» TASK REQUIREMENTS
Pull out every line of the records below that contains the word "water", copying each one in full. Match case exactly.

*** ENTRIES

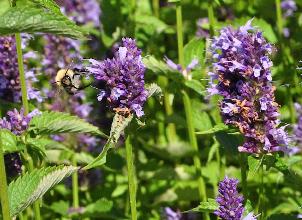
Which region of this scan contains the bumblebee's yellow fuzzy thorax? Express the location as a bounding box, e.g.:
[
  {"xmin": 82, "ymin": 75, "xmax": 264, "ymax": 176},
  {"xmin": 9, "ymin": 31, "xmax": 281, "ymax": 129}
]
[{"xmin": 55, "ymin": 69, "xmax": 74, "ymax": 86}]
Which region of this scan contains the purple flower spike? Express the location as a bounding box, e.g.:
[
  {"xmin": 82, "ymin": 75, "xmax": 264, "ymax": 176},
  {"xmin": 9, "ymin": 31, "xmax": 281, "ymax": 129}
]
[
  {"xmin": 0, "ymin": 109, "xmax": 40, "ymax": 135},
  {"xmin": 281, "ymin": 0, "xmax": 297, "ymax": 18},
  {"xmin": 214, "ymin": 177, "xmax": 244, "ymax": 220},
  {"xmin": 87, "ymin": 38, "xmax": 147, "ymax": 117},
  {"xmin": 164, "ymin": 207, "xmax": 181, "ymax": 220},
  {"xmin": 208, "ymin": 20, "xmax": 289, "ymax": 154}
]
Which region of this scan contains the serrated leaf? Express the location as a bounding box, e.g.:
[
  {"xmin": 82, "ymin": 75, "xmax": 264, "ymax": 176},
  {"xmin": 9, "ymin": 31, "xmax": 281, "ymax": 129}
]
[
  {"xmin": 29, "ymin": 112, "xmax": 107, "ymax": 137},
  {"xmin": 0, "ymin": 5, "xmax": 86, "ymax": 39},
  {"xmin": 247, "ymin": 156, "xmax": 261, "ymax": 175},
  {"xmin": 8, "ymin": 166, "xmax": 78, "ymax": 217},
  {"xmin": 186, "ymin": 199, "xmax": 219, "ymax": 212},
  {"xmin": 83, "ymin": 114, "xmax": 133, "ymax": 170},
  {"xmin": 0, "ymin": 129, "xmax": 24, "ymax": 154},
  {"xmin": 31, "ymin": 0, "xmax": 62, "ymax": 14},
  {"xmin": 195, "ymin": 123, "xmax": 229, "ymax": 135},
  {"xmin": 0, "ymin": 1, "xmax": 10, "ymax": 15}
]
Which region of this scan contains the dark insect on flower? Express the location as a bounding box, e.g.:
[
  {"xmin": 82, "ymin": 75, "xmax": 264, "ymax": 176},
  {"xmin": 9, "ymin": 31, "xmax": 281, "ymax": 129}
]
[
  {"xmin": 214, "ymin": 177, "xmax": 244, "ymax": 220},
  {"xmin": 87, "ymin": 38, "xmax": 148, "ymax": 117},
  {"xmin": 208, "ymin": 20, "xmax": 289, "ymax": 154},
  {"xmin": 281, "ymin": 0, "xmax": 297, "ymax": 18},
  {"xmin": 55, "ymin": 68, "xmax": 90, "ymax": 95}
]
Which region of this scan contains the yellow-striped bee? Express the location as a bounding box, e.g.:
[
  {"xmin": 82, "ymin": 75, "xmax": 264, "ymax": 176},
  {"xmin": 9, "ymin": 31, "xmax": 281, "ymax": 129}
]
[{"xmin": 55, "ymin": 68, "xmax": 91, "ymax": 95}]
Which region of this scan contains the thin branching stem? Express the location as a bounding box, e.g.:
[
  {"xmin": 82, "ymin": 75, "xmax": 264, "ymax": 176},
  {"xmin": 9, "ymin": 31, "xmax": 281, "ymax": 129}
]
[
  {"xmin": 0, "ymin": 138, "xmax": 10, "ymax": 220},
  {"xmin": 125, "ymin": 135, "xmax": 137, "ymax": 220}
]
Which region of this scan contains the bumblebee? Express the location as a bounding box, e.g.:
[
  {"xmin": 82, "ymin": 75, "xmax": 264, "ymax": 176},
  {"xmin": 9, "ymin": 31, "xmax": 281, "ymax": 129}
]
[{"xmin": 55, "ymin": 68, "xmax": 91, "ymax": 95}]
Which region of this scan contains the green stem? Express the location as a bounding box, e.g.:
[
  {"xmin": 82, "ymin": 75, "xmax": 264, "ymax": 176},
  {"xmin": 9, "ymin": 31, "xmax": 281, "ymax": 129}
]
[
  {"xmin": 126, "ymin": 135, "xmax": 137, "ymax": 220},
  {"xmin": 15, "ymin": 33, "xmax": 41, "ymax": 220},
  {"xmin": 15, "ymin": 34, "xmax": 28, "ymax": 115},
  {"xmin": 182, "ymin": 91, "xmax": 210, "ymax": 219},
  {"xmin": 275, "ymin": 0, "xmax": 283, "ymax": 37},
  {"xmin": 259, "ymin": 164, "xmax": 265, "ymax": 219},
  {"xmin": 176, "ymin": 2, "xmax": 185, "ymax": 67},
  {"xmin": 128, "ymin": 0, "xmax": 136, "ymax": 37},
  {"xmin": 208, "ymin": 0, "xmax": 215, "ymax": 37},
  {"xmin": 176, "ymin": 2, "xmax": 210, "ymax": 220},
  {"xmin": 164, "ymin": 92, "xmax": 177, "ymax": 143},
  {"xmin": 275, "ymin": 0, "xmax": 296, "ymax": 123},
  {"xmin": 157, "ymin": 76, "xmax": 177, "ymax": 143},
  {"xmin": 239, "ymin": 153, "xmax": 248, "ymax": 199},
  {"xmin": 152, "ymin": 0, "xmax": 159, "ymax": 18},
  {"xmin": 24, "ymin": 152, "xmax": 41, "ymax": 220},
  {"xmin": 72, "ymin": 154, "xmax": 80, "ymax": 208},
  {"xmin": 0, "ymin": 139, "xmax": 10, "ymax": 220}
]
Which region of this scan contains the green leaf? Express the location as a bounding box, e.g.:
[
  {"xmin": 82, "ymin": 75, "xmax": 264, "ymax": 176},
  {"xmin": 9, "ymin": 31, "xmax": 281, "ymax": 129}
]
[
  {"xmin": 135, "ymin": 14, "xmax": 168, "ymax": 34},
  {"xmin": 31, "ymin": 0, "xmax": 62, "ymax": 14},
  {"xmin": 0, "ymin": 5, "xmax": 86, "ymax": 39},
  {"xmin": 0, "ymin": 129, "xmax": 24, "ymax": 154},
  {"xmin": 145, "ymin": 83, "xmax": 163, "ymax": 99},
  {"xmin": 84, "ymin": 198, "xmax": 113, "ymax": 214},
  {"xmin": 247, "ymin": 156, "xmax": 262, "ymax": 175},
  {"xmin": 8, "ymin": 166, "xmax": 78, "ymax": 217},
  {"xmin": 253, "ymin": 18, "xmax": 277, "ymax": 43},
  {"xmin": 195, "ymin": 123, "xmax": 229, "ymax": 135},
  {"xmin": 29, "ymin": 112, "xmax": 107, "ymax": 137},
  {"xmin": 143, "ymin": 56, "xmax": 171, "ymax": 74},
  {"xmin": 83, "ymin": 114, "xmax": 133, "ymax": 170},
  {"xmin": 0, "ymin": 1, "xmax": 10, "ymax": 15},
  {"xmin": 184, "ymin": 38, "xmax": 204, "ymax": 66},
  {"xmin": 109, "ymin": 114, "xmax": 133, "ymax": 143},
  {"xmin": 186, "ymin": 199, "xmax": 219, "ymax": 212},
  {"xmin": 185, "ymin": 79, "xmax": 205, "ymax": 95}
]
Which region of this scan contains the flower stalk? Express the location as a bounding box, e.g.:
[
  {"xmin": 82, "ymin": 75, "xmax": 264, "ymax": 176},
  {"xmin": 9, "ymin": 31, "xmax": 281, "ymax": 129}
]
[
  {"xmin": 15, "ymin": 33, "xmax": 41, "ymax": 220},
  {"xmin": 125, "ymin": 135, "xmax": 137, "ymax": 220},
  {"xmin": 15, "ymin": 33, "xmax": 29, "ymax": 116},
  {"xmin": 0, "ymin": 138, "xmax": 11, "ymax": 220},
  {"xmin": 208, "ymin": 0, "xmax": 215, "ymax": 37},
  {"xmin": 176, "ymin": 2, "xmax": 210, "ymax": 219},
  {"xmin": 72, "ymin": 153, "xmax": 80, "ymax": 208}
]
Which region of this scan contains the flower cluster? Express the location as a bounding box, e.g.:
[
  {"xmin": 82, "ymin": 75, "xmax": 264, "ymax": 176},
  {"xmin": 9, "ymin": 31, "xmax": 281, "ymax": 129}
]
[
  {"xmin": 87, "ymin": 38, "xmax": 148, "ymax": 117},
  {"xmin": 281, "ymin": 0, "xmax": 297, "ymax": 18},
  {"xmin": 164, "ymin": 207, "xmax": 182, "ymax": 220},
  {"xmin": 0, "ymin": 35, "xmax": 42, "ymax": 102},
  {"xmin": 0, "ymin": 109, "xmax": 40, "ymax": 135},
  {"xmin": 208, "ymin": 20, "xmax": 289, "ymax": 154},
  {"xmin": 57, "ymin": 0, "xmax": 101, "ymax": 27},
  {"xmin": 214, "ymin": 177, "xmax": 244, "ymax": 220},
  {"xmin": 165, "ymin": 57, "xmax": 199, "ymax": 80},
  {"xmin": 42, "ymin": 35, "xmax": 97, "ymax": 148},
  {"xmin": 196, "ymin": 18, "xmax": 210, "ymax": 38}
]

******
*** ENTRIES

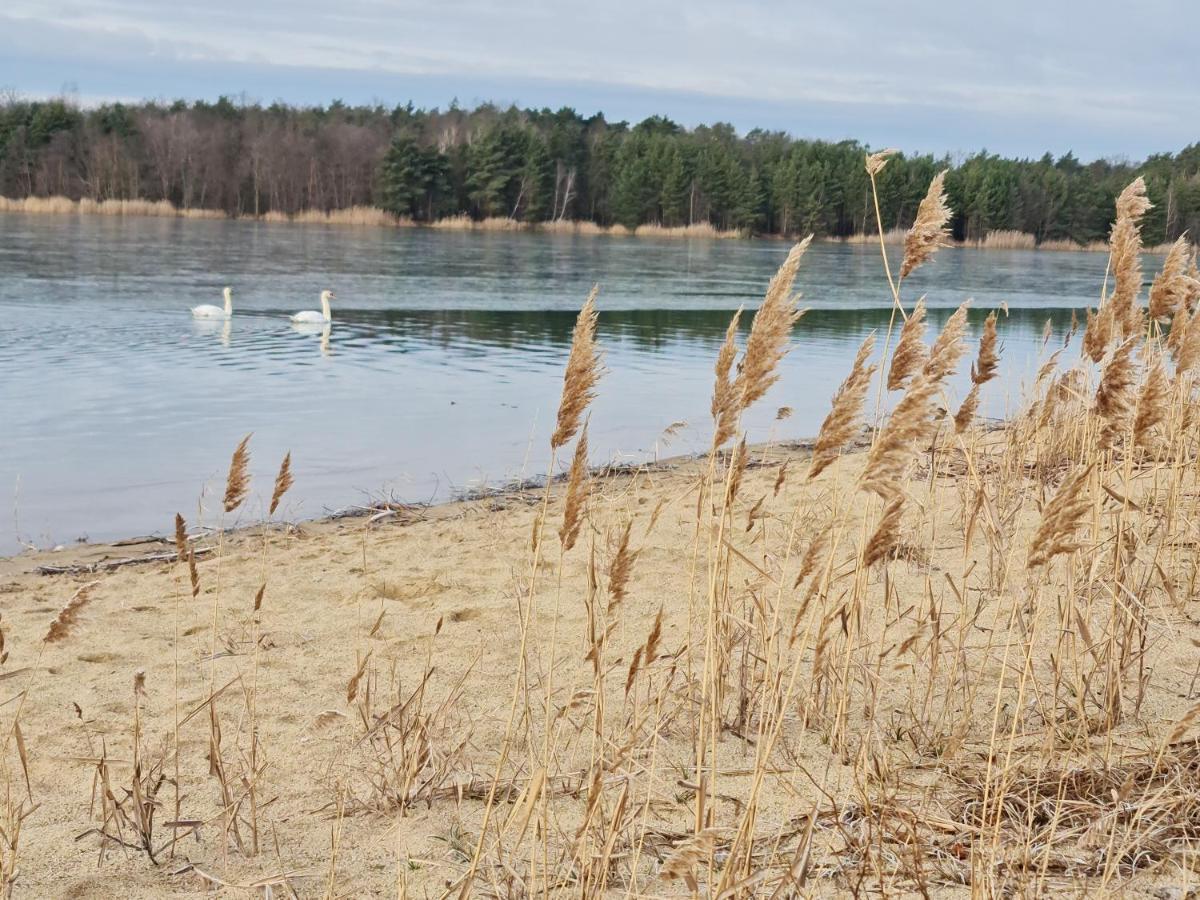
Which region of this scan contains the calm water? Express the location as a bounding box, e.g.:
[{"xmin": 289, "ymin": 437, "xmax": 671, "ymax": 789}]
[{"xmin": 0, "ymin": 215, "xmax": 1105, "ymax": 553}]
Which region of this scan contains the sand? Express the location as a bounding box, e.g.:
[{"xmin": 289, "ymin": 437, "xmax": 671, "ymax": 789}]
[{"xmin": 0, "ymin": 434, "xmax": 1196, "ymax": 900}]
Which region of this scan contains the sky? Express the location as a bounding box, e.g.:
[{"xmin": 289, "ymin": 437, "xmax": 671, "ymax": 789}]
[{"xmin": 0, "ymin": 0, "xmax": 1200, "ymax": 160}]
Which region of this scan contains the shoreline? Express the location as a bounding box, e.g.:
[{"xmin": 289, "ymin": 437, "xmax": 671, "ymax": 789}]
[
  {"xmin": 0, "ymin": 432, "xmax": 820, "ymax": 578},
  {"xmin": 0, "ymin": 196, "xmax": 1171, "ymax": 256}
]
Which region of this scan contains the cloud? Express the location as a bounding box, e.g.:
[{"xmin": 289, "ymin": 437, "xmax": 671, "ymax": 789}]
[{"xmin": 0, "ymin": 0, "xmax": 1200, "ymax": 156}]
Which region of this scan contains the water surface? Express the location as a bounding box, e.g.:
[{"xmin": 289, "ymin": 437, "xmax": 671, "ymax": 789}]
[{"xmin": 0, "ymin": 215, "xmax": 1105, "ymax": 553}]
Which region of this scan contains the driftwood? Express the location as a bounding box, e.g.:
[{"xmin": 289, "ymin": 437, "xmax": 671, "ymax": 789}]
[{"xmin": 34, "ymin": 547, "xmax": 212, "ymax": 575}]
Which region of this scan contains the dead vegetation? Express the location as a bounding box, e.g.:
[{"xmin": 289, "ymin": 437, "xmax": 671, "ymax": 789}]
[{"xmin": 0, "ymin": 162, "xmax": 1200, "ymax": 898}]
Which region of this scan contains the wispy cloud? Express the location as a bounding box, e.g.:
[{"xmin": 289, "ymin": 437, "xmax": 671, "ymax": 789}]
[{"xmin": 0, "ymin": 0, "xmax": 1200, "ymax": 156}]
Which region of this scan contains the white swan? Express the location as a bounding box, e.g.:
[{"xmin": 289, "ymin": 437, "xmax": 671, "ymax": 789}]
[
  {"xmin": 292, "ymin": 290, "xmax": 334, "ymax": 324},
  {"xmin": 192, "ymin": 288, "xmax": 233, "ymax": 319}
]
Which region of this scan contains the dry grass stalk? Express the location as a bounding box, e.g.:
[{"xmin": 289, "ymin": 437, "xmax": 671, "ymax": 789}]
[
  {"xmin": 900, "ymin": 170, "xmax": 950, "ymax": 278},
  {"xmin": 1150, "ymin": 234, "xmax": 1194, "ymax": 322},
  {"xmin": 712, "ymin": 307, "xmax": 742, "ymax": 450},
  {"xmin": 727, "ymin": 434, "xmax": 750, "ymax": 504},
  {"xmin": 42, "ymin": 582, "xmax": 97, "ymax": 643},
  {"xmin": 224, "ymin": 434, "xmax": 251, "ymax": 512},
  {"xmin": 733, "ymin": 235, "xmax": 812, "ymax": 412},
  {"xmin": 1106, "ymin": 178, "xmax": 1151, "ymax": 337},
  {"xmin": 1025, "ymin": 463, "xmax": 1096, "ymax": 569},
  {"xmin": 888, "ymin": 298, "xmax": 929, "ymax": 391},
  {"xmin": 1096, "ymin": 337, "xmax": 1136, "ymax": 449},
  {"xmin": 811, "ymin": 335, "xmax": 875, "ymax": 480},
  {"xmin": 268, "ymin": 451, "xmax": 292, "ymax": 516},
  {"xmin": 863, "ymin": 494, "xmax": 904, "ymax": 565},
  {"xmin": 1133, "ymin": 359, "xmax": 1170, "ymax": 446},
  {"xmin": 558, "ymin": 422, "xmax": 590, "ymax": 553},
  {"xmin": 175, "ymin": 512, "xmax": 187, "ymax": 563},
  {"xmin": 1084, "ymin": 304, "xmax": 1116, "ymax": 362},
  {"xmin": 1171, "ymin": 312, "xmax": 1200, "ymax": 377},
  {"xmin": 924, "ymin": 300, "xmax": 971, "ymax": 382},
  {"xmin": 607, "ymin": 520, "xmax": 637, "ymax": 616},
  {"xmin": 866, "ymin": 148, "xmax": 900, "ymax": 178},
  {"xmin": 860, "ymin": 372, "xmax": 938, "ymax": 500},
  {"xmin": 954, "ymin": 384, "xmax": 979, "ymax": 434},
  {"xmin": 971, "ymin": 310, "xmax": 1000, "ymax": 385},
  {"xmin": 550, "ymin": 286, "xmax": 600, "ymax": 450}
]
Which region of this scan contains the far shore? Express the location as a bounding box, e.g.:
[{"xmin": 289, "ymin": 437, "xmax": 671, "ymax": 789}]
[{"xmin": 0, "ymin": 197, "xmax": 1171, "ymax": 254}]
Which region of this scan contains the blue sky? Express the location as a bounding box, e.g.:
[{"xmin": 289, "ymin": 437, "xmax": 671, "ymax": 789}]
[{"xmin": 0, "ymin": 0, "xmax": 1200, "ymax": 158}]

******

» THE REPLY
Which region of this scan contains the calm water? Express the location as a bounding box, e.g.:
Which region of this scan contains the water surface? Express the location as a bounding box, e.g.:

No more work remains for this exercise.